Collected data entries
···
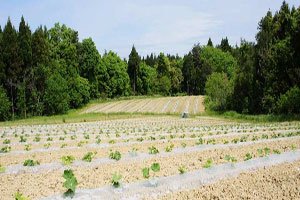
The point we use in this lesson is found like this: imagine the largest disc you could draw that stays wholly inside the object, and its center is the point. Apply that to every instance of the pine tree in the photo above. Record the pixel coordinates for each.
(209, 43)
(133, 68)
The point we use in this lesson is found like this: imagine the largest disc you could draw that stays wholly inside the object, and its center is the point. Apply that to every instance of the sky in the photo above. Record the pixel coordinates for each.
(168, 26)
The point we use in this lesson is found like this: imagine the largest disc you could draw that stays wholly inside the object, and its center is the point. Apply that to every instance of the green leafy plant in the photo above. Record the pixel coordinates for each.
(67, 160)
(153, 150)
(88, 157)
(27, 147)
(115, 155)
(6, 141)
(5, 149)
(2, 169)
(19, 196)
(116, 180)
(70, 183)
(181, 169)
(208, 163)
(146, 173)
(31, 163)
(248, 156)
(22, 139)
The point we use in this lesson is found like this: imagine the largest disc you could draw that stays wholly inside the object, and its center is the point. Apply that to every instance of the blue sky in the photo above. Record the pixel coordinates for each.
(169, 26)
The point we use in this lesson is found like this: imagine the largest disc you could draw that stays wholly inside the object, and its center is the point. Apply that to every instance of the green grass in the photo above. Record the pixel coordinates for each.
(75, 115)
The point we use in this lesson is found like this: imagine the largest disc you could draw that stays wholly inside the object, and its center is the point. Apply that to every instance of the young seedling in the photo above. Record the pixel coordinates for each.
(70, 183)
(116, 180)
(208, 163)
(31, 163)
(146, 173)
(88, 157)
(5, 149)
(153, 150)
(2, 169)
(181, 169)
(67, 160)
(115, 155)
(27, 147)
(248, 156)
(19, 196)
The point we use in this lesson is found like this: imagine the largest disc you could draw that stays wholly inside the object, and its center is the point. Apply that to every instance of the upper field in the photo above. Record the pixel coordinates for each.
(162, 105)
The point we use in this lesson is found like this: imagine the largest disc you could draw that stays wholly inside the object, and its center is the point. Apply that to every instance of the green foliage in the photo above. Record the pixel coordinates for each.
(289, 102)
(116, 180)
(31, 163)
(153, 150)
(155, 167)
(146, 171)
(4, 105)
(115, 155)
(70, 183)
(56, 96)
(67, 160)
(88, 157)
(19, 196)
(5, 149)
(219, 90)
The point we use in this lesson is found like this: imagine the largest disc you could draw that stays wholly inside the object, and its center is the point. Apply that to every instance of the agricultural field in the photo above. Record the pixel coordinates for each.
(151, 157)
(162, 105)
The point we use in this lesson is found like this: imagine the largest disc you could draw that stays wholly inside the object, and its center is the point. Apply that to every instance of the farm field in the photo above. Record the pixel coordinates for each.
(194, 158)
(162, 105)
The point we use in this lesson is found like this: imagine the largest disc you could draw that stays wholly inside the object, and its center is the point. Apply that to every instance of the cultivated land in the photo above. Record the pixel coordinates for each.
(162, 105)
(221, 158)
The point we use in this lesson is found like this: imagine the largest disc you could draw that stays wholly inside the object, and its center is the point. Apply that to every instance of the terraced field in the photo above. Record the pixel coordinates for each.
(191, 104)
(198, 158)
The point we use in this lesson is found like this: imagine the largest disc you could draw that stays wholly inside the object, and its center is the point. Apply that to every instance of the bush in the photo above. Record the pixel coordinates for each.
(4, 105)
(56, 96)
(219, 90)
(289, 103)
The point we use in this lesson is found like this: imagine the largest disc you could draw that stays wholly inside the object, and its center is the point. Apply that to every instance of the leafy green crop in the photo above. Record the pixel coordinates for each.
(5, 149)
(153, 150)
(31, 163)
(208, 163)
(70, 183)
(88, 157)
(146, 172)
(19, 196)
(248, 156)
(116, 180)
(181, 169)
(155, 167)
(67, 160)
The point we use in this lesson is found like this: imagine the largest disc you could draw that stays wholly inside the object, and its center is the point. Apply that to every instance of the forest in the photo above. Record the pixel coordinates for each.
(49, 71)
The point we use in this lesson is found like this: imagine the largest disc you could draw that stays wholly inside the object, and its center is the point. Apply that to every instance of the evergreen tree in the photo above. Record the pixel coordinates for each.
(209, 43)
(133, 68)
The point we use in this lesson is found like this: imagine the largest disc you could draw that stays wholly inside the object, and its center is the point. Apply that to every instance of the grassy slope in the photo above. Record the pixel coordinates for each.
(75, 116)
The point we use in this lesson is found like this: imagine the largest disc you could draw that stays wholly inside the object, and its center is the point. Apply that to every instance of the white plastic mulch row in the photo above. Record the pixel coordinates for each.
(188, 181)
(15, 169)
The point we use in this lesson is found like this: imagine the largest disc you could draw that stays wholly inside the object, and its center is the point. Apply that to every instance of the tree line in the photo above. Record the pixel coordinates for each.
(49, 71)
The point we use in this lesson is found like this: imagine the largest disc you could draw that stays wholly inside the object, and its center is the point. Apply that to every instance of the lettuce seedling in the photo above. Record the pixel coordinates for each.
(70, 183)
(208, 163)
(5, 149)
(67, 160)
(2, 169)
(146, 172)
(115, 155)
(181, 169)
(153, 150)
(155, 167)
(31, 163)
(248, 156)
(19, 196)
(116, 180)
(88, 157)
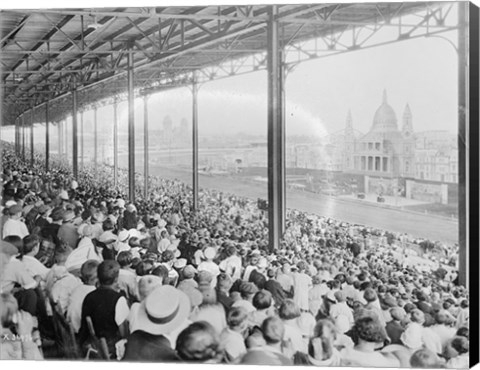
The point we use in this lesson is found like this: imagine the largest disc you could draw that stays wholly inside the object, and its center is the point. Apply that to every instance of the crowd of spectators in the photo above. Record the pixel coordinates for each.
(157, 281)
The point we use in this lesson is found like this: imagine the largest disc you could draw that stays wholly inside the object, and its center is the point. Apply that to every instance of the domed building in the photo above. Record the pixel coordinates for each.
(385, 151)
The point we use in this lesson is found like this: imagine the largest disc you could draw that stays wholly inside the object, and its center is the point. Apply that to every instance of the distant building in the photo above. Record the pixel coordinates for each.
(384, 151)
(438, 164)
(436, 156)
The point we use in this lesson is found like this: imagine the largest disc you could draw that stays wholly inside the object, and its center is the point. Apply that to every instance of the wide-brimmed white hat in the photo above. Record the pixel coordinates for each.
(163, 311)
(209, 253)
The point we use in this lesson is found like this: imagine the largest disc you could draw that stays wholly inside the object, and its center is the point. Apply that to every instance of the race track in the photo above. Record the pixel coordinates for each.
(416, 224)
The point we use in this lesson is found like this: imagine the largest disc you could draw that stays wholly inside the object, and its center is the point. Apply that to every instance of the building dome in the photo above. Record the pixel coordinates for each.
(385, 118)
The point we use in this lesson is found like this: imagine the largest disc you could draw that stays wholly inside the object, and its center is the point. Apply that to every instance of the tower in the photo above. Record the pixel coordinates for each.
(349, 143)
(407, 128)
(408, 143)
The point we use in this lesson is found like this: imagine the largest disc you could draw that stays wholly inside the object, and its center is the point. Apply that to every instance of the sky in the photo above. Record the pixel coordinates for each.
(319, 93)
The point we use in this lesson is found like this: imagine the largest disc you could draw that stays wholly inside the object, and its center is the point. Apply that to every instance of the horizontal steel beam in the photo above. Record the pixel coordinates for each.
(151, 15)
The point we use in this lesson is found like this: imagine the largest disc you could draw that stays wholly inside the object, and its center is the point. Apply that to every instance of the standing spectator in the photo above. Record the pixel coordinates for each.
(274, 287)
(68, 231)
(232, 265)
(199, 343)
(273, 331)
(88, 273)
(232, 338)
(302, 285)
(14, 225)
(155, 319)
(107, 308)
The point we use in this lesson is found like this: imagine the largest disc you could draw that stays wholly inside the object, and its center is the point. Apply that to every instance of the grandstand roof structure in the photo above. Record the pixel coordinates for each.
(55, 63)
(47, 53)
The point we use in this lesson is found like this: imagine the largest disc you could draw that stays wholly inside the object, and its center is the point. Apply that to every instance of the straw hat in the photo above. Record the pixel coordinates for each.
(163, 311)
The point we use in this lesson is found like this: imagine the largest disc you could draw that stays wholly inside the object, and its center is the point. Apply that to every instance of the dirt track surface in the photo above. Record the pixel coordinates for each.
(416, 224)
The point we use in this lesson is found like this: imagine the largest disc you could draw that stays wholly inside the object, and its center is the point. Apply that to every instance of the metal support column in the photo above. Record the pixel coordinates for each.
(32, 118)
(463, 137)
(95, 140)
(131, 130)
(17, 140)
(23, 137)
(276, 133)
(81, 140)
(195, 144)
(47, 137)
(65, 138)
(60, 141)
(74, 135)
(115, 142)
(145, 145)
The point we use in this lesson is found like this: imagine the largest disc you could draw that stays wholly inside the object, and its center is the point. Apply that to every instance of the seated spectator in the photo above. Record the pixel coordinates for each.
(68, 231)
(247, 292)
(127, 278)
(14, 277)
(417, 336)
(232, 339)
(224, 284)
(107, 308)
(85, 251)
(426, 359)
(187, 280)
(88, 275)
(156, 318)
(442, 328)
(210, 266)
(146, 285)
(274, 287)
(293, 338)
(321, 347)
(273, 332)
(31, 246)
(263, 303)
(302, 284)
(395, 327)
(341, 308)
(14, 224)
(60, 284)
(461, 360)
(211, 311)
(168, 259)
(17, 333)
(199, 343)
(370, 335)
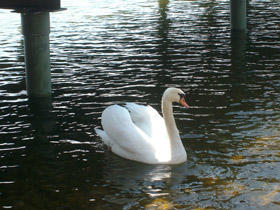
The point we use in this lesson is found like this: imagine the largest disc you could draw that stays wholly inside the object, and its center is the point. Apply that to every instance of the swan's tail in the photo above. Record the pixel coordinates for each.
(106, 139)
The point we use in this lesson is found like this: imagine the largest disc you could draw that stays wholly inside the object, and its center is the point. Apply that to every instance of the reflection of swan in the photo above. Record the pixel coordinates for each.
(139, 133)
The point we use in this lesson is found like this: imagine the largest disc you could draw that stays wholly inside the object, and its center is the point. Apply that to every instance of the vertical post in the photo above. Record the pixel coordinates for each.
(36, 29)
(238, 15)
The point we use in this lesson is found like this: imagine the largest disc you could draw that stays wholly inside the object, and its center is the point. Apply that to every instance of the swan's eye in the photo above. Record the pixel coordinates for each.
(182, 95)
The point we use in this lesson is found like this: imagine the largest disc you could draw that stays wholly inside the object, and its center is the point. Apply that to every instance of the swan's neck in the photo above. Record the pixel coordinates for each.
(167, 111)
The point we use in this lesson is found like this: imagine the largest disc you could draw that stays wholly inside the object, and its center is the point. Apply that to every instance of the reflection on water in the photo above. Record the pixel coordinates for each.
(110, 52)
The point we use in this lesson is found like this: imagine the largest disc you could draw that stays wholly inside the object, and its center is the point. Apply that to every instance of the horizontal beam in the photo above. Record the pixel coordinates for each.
···
Task statement
Reproduce word for word the lines of the data starting at the line containing "of the vertical" and ending at the final line of the data, including both of those lines.

Correct output
The point we use in this lesson is found like this: imagine the largest disc you could draw that stays wholly inside the object, and its center is the point. Apply that to every instance of the vertical post in the photo above. Record the pixel coordinates for each.
(36, 29)
(238, 15)
The point we use in this lesson is found like this: imagine the largest disc you could draw that stays wholly inside the object, and its center is the point. Apply that to every instance of the swan's eye in the photo above. Record the pixel coordinates for each.
(182, 95)
The point we use in this lesson is found like this: imagine the largest disc you could draw that stays wholly inside the object, and its center is the point. Apply that to every instance of the swan's neck in the photo above. Record the pixel coordinates for each.
(167, 111)
The point we use in this lesson is found like this: imagine the largest disc you could draw that stays wholly inside the object, and its center is the point. Apply that to every instance of the reflection on water in the photo above. Record the pixel coordinates for each.
(110, 52)
The point we use in this lesson is found like this: imagine the largest disc you could draw that stays wholly inside the object, and its center is the point. Apply that to every instance of the horizontal beam in the photo above. Record the pixel coordinates for each.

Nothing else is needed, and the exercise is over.